* TASK DESCRIPTION: The required output is the exact sequence of lines from the line holding "Please place a point on the brown stem" to the end of the records, inclusive.

Excerpts from point annotation data
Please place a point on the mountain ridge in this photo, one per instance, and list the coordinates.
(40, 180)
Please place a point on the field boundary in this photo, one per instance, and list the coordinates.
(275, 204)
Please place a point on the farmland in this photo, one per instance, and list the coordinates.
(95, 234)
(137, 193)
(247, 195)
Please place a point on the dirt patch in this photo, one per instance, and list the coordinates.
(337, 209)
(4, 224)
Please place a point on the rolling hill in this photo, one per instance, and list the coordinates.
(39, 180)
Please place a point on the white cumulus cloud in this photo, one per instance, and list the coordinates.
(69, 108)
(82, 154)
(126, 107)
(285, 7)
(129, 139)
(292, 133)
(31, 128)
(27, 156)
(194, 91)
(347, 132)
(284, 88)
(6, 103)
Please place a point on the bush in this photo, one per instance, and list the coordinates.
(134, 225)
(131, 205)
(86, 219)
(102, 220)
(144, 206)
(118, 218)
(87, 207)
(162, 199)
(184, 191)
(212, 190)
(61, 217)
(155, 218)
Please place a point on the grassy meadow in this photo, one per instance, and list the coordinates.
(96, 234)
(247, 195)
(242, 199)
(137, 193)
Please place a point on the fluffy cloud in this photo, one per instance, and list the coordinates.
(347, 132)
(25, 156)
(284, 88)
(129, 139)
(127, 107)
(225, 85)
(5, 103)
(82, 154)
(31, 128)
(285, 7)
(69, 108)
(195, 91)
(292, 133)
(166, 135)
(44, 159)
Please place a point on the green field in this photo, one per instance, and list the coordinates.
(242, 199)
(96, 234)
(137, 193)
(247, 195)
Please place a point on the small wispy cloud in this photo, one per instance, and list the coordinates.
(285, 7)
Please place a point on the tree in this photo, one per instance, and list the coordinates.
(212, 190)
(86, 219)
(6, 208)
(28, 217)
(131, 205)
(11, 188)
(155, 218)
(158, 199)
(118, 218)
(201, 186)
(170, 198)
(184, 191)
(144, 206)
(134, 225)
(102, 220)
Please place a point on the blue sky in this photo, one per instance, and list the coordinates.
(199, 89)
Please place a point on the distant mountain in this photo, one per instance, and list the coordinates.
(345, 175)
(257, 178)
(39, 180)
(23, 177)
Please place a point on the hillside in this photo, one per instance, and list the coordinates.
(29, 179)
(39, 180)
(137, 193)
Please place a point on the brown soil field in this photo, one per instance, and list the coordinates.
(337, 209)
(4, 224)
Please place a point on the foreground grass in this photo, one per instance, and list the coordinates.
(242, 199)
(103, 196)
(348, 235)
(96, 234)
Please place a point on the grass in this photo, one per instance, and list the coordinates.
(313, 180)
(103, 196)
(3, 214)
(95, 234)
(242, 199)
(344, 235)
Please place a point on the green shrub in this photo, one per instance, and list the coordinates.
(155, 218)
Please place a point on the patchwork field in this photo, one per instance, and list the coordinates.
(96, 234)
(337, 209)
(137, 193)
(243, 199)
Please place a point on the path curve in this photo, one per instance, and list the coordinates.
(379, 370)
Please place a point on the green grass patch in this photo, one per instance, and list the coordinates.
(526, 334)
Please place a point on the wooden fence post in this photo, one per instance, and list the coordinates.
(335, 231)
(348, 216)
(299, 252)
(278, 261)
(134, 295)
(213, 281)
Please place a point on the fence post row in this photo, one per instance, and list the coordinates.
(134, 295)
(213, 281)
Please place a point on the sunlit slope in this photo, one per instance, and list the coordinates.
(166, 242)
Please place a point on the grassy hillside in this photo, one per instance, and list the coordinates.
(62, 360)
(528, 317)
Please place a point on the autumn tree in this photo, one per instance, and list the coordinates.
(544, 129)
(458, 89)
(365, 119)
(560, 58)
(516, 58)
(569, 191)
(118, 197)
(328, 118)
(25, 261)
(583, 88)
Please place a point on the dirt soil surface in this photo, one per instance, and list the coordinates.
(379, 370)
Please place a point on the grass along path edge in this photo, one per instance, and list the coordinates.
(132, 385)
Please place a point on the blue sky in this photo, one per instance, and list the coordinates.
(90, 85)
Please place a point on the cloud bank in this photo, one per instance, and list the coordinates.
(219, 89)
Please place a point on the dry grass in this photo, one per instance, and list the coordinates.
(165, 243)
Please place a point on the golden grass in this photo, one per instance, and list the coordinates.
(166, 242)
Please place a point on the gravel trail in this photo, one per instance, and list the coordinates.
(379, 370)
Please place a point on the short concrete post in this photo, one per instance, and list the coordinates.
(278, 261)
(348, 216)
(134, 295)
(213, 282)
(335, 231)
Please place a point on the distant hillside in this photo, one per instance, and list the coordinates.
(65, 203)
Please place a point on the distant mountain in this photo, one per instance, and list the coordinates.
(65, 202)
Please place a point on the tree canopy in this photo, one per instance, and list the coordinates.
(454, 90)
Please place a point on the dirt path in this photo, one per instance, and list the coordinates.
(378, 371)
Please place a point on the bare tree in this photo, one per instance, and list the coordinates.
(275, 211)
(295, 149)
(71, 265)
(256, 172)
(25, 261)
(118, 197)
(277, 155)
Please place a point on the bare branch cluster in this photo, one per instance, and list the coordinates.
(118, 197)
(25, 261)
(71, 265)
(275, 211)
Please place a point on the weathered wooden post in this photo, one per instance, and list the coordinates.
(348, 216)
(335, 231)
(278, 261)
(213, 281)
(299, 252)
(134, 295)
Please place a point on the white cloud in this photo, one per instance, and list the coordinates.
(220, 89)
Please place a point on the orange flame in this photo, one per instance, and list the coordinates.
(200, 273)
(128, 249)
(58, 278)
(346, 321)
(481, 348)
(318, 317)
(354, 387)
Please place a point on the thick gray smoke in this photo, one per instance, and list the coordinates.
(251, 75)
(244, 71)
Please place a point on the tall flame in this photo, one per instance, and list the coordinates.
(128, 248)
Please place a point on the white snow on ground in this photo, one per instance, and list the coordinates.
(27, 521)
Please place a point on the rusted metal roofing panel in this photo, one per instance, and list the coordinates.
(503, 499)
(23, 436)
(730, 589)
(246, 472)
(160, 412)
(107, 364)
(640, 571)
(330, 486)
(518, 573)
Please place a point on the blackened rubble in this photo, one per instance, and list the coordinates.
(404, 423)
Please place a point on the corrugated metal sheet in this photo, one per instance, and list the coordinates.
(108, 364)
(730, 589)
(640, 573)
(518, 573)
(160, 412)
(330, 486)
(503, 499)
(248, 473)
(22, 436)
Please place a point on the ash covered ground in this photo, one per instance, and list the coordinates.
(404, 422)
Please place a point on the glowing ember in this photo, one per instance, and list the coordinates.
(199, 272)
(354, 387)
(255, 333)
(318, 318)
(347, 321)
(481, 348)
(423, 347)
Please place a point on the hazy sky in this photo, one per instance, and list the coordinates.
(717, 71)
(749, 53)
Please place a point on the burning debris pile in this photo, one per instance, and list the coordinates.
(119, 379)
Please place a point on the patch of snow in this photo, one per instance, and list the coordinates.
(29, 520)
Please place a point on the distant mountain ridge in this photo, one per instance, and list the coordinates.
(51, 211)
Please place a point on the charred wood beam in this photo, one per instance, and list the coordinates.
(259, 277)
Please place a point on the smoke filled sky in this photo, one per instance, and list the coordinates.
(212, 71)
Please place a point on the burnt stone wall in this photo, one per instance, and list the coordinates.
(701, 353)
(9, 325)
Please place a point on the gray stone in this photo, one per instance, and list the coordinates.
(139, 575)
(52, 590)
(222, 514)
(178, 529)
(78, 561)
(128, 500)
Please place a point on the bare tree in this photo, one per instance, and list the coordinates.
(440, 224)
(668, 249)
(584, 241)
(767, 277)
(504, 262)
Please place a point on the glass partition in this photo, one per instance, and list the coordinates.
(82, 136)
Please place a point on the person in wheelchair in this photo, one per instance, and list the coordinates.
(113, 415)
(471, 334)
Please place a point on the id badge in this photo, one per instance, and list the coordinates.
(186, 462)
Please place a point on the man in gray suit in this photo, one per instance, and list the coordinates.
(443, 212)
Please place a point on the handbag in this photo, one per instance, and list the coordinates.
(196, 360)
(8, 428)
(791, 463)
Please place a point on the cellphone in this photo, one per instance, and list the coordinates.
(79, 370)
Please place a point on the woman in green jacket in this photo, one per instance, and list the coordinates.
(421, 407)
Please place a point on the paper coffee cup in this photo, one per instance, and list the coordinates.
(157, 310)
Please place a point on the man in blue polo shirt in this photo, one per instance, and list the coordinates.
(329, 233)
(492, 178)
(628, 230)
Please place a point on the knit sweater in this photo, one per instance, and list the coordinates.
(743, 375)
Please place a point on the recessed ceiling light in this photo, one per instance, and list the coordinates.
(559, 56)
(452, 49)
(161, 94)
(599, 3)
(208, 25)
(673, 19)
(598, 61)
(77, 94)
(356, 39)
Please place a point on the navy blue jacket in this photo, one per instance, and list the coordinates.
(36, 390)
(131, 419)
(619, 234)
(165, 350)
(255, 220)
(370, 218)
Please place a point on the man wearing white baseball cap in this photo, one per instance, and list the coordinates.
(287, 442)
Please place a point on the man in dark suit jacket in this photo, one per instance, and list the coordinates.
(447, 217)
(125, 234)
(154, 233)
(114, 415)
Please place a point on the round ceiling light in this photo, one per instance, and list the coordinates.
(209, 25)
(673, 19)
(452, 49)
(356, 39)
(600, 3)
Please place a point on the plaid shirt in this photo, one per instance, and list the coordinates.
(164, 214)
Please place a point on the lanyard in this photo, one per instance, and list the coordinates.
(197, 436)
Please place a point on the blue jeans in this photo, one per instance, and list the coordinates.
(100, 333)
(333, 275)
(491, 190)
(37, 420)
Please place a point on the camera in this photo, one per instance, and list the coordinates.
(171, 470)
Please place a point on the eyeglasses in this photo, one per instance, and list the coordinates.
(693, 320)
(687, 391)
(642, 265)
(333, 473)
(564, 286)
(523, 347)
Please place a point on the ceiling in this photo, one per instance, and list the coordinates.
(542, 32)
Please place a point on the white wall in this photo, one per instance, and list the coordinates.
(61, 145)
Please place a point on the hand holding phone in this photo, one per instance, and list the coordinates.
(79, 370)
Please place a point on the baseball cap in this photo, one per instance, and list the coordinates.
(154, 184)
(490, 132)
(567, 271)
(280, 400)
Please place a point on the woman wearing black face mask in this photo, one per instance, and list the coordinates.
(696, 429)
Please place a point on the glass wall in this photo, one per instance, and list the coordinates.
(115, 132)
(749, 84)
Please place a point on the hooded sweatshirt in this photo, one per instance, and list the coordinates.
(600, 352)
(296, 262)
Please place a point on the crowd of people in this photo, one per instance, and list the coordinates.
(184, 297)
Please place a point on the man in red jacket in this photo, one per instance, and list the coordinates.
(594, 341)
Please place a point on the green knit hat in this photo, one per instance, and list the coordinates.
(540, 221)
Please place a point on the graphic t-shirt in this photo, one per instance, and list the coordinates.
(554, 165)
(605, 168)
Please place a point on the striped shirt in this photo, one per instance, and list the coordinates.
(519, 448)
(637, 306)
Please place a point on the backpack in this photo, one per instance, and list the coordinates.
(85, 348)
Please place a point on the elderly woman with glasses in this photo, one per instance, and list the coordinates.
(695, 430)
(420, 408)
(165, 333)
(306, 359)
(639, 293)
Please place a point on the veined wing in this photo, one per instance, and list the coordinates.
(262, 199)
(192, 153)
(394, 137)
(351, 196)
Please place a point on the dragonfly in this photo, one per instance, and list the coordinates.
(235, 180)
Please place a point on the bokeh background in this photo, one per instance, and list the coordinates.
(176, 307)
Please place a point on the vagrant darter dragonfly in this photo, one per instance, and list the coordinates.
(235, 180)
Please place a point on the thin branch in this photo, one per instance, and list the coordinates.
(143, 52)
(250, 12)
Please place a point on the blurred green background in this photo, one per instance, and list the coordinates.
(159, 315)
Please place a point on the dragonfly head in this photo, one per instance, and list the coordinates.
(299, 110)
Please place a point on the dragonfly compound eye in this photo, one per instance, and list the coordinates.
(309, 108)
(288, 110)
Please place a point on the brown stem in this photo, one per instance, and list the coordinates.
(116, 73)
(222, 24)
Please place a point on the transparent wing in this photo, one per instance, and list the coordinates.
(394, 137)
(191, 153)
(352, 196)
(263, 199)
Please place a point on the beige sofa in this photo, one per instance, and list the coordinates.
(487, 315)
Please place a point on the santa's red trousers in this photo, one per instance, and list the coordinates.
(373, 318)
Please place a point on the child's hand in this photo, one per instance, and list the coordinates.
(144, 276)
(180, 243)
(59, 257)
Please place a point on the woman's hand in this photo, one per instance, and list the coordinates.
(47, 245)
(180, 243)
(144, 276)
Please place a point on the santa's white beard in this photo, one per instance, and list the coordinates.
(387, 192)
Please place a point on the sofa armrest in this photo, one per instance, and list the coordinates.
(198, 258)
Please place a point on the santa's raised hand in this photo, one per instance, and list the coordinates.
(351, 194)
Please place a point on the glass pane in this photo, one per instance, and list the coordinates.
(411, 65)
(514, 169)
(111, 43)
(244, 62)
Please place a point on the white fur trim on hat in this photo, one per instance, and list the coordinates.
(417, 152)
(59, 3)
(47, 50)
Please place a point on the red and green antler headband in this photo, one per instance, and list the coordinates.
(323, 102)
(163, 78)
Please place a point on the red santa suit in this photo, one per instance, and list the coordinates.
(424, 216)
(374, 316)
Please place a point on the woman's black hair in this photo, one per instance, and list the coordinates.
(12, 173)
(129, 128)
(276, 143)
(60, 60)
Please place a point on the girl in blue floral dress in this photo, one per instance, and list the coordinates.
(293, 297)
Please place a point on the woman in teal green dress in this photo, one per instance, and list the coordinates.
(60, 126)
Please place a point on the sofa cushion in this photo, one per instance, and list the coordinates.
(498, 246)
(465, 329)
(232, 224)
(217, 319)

* TASK ANSWER:
Please place a point on the brown stem in this photo, one per instance, and list the coordinates.
(116, 73)
(222, 24)
Please place a point on the transparent wing in this photo, one per instance, and list the coordinates.
(394, 137)
(191, 153)
(352, 196)
(263, 199)
Please place a point on the beige sofa in this photo, one per instance, and list the coordinates.
(487, 315)
Please place a point on the santa's red trousers in this photo, one per instance, and list the coordinates.
(373, 318)
Please place a point on the child's hand in this photo, one per instance, and list the coordinates.
(144, 276)
(180, 243)
(59, 257)
Please place a point on the woman's hand in this photo, one per instance, and list the coordinates.
(47, 245)
(180, 243)
(144, 276)
Please place a point on the santa's white beard in this photo, one per instance, and list the coordinates.
(387, 192)
Please place a point on the sofa armrest in this photo, one per instance, and list the coordinates.
(198, 258)
Please place a point on the santa's raised hand in this photo, one per instance, and list the coordinates.
(351, 194)
Please place a point on the glass pane in this photo, one per instance, and list the coordinates.
(411, 65)
(514, 169)
(111, 43)
(244, 62)
Please place a point on the white fur trim on hat in this photo, one per instance, and list the coordinates.
(417, 152)
(59, 3)
(47, 50)
Please place a point on the red and green antler headband in this photo, one per instance, and list the coordinates.
(323, 102)
(163, 78)
Please place a point on the red santa suit in this photo, one per instance, and list the coordinates.
(424, 216)
(374, 316)
Please place a point on the woman's black hair in this photo, one per instance, and list the coordinates.
(12, 173)
(129, 128)
(276, 143)
(60, 60)
Please place a point on the girl in blue floral dress in this photo, one per instance, and list the coordinates.
(293, 297)
Please place a point on the woman in teal green dress in this photo, one per instance, and list the coordinates.
(60, 126)
Please place a point on the sofa cushion in this photo, one per instance, and list the coordinates.
(498, 246)
(465, 329)
(232, 224)
(217, 319)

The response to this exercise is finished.